Document passage =>

Writing to Opensearch using Opensearch connector

Versions (relevant - OpenSearch/Dashboard/Server OS/Browser):
2.3

Describe the issue:
Trying to write to AOSS 2.3 from Pyspark / Scala using the following Opensearch connector

However keep receiving the following exceptions:

An error was encountered: An error occurred while calling o278.save. : org.apache.spark.SparkClassNotFoundException: [DATA_SOURCE_NOT_FOUND] Failed to find the data source: org.opensearch.spark.sql. Please find packages at [https://spark.apache.org/third-party-projects.html`](https://spark.apache.org/third-party-projects.html`). at org.apache.spark.sql.errors.QueryExecutionErrors$.dataSourceNotFoundError(QueryExecutionErrors.scala:725) at org.apache.spark.sql.execution.datasources.DataSource$.lookupDataSource(DataSource.scala:647) at org.apache.spark.sql.execution.datasources.DataSource$.lookupDataSourceV2(DataSource.scala:697) at org.apache.spark.sql.DataFrameWriter.lookupV2Provider(DataFrameWriter.scala:863) at org.apache.spark.sql.DataFrameWriter.saveInternal(DataFrameWriter.scala:257) at org.apache.spark.sql.DataFrameWriter.save(DataFrameWriter.scala:240) at java.base/jdk.internal.reflect.NativeMethodAccessorImpl.invoke0(Native Method) at java.base/jdk.internal.reflect.NativeMethodAccessorImpl.invoke(NativeMethodAccessorImpl.java:77) at java.base/jdk.internal.reflect.DelegatingMethodAccessorImpl.invoke(DelegatingMethodAccessorImpl.java:43) at java.base/java.lang.reflect.Method.invoke(Method.java:568) at py4j.reflection.MethodInvoker.invoke(MethodInvoker.java:244) at py4j.reflection.ReflectionEngine.invoke(ReflectionEngine.java:374) at py4j.Gateway.invoke(Gateway.java:282) at py4j.commands.AbstractCommand.invokeMethod(AbstractCommand.java:132) at py4j.commands.CallCommand.execute(CallCommand.java:79) at py4j.GatewayConnection.run(GatewayConnection.java:238) at java.base/java.lang.Thread.run(Thread.java:840) Caused by: java.lang.ClassNotFoundException: org.opensearch.spark.sql.DefaultSource at java.base/java.net.URLClassLoader.findClass(URLClassLoader.java:445) at java.base/java.lang.ClassLoader.loadClass(ClassLoader.java:592) at java.base/java.lang.ClassLoader.loadClass(ClassLoader.java:525) at org.apache.spark.sql.execution.datasources.DataSource$.$anonfun$lookupDataSource$5(DataSource.scala:633) at scala.util.Try$.apply(Try.scala:213) at org.apache.spark.sql.execution.datasources.DataSource$.$anonfun$lookupDataSource$4(DataSource.scala:633) at scala.util.Failure.orElse(Try.scala:224) at org.apache.spark.sql.execution.datasources.DataSource$.lookupDataSource(DataSource.scala:633) … 15 more`

Configuration:

Steps to Reproduce:

from pyspark.sql import SparkSession
from pyspark.sql.functions import col, from_json

spark = SparkSession.builder.appName(“OpenSearchExample”).config(“spark.jars”, “home/opensearch-spark-2.13-1.2.0-SNAPSHOT.jar”).getOrCreate()

Exercise 1 => In the forum post about writing to OpenSearch with the Spark connector, which class does the ClassNotFoundException report as missing?
Exercise 2 => Pick up the forum post about writing to OpenSearch from PySpark right after its last line of code, and carry on with the next part of it.

Provided data =>
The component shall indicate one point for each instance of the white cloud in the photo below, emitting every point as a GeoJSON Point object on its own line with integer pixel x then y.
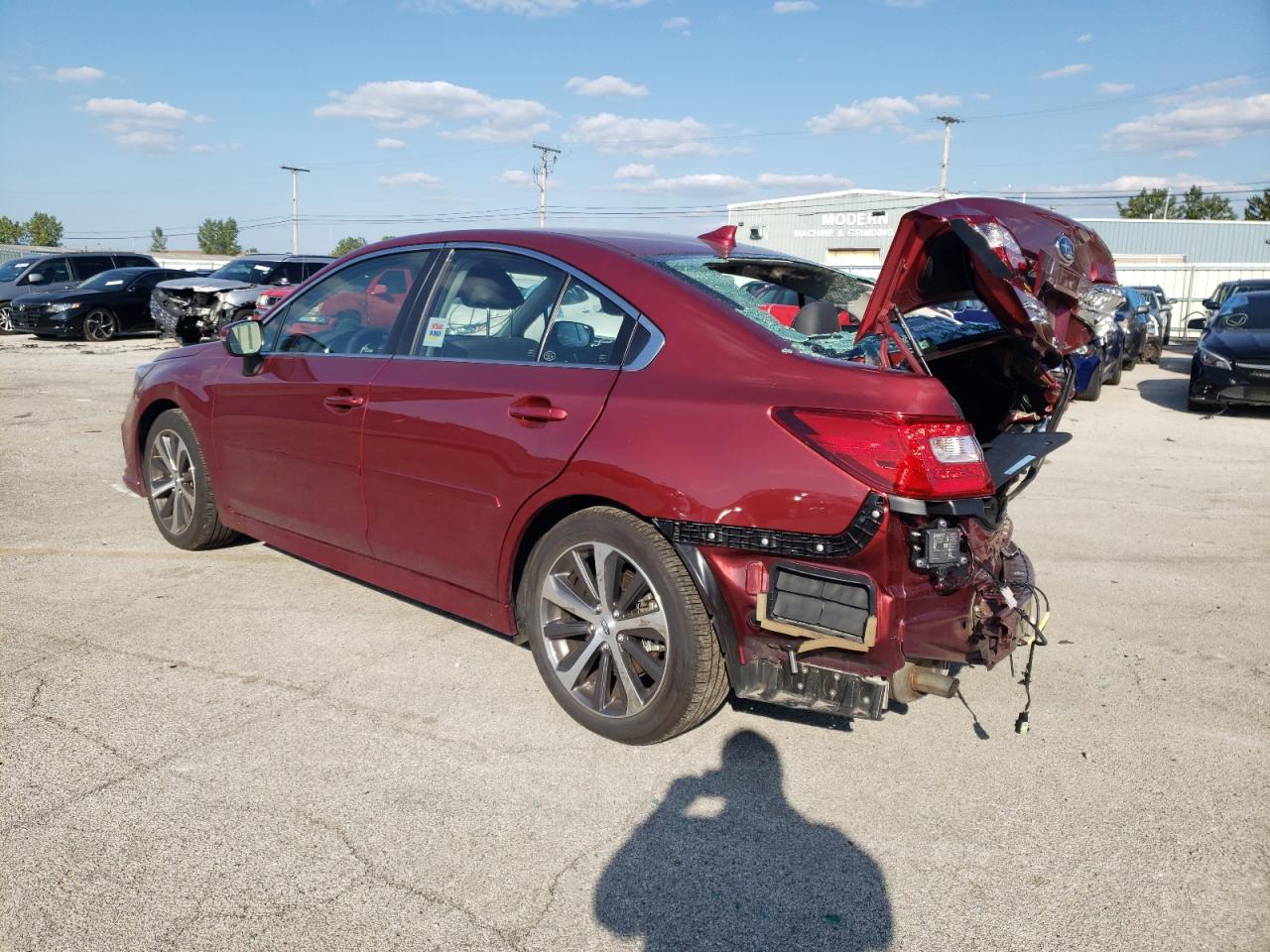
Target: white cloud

Answer 1 => org.opensearch.spark.sql.DefaultSource

Answer 2 =>
df = spark.createDataFrame([(1, “value1”), (2, “value2”)], [“id”, “value”])
df.show()
df.write
.format(“org.opensearch.spark.sql”)
.option(“inferSchema”, “true”)
.option(“opensearch.nodes”, “https://xxxxxxx.us-east-1.aoss.amazon.com”)
.option(“opensearch.port”, “9200”)
.option(“opensearch.net.http.auth.user”, “admin”)
.option(“opensearch.net.http.auth.pass”, “admin”)
.option(“opensearch.net.ssl”, “true”)
.option(“opensearch.net.ssl.cert.allow.self.signed”, “true”)
.option(“opensearch.batch.write.retry.count”, “9”)
.option(“opensearch.http.retries”, “9”)
.option(“opensearch.http.timeout”, “18000”)
.mode(“append”)
.save(“test-index”)

Relevant Logs or Screenshots:

@gsharma2907 I’ve got your example working. Just double-check that your Spark and Scala versions match the jar file.
The .config spark.jars didn’t work for me. Instead, I’ve pointed to the jar file in the command line.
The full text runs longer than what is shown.